* **What is needed**:
Rewrite the part of the 6G thermal management passage that begins with the words containing "Then come two" and ends with "wish to supply.", swapping "graphene" for "boron nitride".

Flood of 2024 research analysed

Then come two large chapters on your thermal materials and device opportunities in the light of breakthroughs in 2024 with a large amount of 2024 research analysed. Chapter 3 "6G thermal management materials and applications" (94 pages) presents the overall thermal picture, with the latest view of needs matched to the latest toolkit. That includes new thermally conductive polymers and composites, thermal metamaterial, hydrogel, aerogel, ionogel, pyrolytic graphite and graphene for both 6G infrastructure and client devices. There is even deep coverage of thermal systems you may wish to supply.

6G cooling becomes a large opportunity

Cooling emerges as the major thermal requirement due to 6G infrastructure making more heat and requiring client devices to manage heat in smaller formats. Indeed, emerging markets are in hotter places such as India and global warming also contributes to the 6G cooling problem. Conventional vapor compression cooling heats cities by up to several degrees and is not fit-and-forget so attention turns to solid state cooling for 6G merging with its hosts such as high-rise buildings and loitering stratospheric drones.

* **Excerpted data**:
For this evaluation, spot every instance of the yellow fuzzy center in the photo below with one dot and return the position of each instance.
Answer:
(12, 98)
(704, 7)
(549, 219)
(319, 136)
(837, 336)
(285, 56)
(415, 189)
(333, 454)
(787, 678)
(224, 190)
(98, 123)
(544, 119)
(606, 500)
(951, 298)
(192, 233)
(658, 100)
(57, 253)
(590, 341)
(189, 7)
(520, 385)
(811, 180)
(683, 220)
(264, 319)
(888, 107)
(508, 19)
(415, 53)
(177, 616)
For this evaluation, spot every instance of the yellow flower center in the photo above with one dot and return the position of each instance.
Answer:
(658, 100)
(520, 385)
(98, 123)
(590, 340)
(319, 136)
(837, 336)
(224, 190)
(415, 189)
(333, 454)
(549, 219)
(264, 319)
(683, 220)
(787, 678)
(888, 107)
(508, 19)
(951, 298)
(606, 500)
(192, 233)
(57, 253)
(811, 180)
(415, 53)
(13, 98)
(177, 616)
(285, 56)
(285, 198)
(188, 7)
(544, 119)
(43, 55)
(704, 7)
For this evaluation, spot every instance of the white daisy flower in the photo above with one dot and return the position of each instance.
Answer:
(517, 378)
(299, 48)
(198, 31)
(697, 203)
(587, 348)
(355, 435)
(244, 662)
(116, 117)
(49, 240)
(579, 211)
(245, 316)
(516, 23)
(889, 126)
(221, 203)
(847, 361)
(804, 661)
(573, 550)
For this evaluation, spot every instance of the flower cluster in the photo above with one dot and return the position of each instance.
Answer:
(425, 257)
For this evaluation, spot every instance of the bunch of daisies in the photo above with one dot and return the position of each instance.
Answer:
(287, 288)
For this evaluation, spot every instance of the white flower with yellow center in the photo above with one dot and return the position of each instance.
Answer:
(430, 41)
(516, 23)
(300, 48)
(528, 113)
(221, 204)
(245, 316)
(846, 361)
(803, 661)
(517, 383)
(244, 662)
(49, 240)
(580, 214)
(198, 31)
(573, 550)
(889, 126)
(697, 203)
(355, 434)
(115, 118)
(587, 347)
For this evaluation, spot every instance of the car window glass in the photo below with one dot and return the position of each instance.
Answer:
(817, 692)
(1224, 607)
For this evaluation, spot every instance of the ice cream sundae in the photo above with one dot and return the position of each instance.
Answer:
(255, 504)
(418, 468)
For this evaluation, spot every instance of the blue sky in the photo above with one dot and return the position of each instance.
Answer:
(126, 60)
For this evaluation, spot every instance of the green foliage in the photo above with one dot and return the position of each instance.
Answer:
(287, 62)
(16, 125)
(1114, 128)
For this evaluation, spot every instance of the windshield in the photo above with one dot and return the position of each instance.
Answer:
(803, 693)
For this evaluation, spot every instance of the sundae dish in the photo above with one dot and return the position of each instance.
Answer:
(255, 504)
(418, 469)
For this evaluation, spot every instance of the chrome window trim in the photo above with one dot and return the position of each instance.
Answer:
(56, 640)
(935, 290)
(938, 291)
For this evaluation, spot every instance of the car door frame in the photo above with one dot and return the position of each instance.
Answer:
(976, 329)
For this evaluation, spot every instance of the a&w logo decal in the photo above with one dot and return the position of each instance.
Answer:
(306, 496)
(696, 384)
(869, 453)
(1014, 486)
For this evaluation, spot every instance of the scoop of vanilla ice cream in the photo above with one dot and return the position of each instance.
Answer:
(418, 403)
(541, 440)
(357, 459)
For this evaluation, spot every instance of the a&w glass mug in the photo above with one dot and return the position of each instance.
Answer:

* **Answer for this exercise**:
Then come two large chapters on your thermal materials and device opportunities in the light of breakthroughs in 2024 with a large amount of 2024 research analysed. Chapter 3 "6G thermal management materials and applications" (94 pages) presents the overall thermal picture, with the latest view of needs matched to the latest toolkit. That includes new thermally conductive polymers and composites, thermal metamaterial, hydrogel, aerogel, ionogel, pyrolytic graphite and boron nitride for both 6G infrastructure and client devices. There is even deep coverage of thermal systems you may wish to supply.